Convert the items, starting at the one with the line "Question. The photograph above contains instances of the house" and ending at the final item, into a two-column CSV with the headers item_text and answer. Give one row per item, with every point for that item in its answer field, each field in double quotes, and line breaks replaced by spaces.

----- Materials provided -----

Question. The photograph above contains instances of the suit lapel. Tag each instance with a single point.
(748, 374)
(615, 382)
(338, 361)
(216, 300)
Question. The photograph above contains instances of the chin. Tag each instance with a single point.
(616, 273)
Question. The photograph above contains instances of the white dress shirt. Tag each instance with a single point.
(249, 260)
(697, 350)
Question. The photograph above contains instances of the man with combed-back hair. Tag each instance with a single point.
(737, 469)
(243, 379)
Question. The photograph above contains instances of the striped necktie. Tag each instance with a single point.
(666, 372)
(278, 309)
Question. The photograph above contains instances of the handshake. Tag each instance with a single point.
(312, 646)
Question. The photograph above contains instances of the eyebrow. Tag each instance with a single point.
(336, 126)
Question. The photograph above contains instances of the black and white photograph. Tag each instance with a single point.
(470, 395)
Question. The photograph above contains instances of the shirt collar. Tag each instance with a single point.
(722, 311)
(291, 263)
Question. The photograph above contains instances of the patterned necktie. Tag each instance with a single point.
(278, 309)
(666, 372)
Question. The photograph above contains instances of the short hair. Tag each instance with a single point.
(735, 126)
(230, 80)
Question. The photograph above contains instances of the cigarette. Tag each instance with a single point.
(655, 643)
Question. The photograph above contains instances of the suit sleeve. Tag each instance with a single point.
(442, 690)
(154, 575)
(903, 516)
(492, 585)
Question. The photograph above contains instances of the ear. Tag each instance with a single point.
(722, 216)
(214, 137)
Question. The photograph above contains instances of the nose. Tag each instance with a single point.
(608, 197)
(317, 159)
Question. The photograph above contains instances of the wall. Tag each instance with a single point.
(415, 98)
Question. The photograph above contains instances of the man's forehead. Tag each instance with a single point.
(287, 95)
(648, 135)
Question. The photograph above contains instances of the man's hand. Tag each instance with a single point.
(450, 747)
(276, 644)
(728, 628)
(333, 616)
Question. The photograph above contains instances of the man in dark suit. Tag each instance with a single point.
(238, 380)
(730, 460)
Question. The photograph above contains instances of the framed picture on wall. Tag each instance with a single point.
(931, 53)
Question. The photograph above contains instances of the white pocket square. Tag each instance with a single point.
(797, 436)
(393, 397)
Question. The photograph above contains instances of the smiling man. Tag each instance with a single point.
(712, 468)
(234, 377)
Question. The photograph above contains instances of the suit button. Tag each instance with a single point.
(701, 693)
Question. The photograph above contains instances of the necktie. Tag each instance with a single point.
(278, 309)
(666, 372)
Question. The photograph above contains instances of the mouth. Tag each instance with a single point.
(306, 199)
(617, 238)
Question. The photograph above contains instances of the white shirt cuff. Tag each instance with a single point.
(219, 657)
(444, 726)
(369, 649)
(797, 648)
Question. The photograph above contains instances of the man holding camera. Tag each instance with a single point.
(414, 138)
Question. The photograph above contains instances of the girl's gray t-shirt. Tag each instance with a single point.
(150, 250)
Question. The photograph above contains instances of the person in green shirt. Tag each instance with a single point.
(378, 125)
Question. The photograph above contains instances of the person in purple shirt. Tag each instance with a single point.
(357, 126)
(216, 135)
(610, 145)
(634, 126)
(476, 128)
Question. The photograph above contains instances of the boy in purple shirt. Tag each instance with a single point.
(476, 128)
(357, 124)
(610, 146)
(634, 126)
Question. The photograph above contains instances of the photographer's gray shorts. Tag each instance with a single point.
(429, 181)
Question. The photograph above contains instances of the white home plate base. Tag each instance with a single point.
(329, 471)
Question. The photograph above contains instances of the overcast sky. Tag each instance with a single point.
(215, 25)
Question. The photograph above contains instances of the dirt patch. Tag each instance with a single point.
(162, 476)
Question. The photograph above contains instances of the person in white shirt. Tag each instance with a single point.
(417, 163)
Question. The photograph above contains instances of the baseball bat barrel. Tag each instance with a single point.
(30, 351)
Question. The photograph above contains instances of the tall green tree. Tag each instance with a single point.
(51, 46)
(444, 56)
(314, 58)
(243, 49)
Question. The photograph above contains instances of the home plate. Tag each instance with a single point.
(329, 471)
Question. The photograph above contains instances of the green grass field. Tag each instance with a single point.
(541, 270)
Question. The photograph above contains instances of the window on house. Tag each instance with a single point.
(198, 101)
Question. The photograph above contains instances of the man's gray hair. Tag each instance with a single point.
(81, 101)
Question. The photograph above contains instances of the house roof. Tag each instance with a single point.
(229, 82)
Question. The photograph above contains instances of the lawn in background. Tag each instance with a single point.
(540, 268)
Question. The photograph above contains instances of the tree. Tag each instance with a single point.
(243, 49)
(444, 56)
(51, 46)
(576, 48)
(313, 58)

-----

Correct answer ->
item_text,answer
"Question. The photograph above contains instances of the house roof. Tag each instance with a single point.","(229, 82)"
"Question. The photograph above contains instances of the lawn in background. Tag each instance with a single point.","(540, 268)"
"Question. The photograph above contains instances of the tree. Tag each instance with a single point.","(243, 49) (444, 56) (51, 46) (576, 48) (313, 58)"